— begin READING PASSAGE —

In the Philippines, people greet each other in the Tagalog language by saying “Kumain ka na ba?” It does not mean “Hi! How are you?”, it means “Hi! Have you eaten?”

“Food is an important part of the Filipino culture,” says Maj Yee, owner of Goldilocks Bakeshop in Vancouver. “Filipinos like to eat five meals a day. And people thank with food; they celebrate with food, and they give food if someone is sick or has had a baby. Food is a huge part of every gathering and celebration.”

The other cornerstone of Filipino society is family and loyalty to family members. Food, family and loyalty are also the reasons why the Goldilocks bakery emporium originally started in the Philippines in 1966 and why it continues its unrivalled success today with more than 110 stores in the Philippines, 14 in California and one in Canada, in Vancouver.

Two young women, sisters Milagros Leelin Yee and Clarita Leelin Go, now affectionately known by everyone else in the business as “The Two Moms,” started the original Filipino Goldilocks, buoyed by the compliments they received on their home baking, particularly the fabulous cakes they took to their friends and relatives on every occasion.

In the mid-’70s, as family members moved to North America, they transplanted the Goldilocks business here. By that time, the Goldilocks brand had become hugely successful in the Philippines. With a name so well known, Goldilocks has enjoyed great success in North America by serving the needs of its mainly Filipino client base.

Goldilocks opened its first North American store in southern California in 1976. Currently, in addition to 14 retail stores, there are also two large manufacturing plants or commissaries in California.

Canadian Base in Vancouver

Goldilocks is a respected household name in the Philippines,” says Maj Yee with apparent pride. Maj is the daughter of Milagros Leelin Yee, and runs the Vancouver-based Canadian operation that opened in 1984.

The 5,000-square-foot premises on a highly visible street corner of Vancouver’s busy Broadway include a full-scale retail bakery, a 50-seat restaurant and a large manufacturing facility. The distinctive handwritten Goldilocks logo and the massive wedding cakes in the window form an eye-catching display that for the past two decades has drawn the attention of not only the Filipino customers and tourists who make this their regular destination, but also many others who may not otherwise have paid any attention to a “Filipino” bakery. Goldilocks Vancouver is the company’s only retail store in Canada, but it supplies Goldilocks products to Asian food stores across the country.

Filipino baked goods have names that sound yummy and friendly, such as monay and pandesiosa (sweet milk and egg breads), ensaymada (sweet and light muffin-shaped brioche) and mamon (light and fluffy sponge cakes). These baked goods don’t taste overtly exotic, even to the most unadventurous sweet tooth. Many of the Filipino favourites – including breads, sweets and cakes – are light, fluffy and spongy, and have mild and sweet tastes similar to a basic egg bread, sponge cake or shortbread.

At Goldilocks, to help the uninitiated, the ingredients of all of the more than 100 different bakery products and another 100 restaurant items (savoury baked goods and Asian-inspired meals) are explained in detailed product cards placed on the trays in the display cases.

Some of the most popular bakery items at Goldilocks include the little (about 2.5-inches in length and 1-inch in width) boat-shaped thin tarts filled with macapuno (young coconut), langka (jackfruit), ube (purple yam), cheese, mango, pineapple or almond.

— end READING PASSAGE —
— begin STORED RECORDS —

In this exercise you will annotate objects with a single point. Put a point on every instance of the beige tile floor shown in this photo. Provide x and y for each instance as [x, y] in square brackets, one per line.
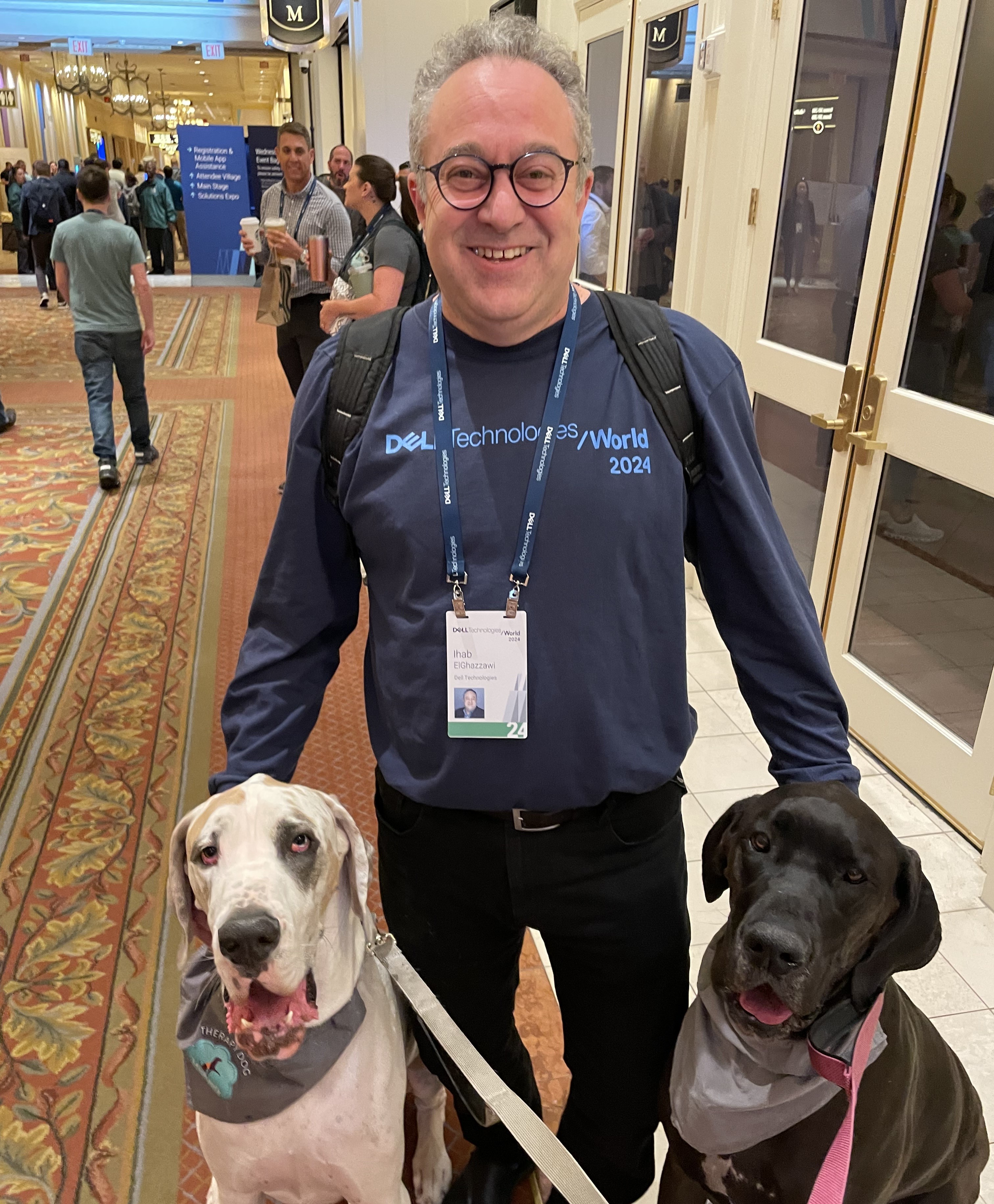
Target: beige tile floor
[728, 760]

— end STORED RECORDS —
— begin STORED RECORDS —

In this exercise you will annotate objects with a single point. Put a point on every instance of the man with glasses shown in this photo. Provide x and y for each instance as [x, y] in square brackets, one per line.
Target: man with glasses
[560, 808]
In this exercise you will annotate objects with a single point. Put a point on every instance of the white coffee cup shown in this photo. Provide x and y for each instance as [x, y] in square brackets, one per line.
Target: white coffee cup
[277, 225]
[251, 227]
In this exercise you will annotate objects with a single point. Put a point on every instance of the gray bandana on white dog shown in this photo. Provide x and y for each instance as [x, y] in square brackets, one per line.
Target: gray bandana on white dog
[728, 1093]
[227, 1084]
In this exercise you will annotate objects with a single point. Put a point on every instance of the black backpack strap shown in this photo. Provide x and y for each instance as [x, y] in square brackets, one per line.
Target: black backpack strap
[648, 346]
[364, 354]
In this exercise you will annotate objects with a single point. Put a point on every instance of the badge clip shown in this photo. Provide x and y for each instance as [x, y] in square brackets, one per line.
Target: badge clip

— end STORED RECORDS —

Repeat everything in the article on the Goldilocks bakery from "Goldilocks opened its" down to "commissaries in California.".

Goldilocks opened its first North American store in southern California in 1976. Currently, in addition to 14 retail stores, there are also two large manufacturing plants or commissaries in California.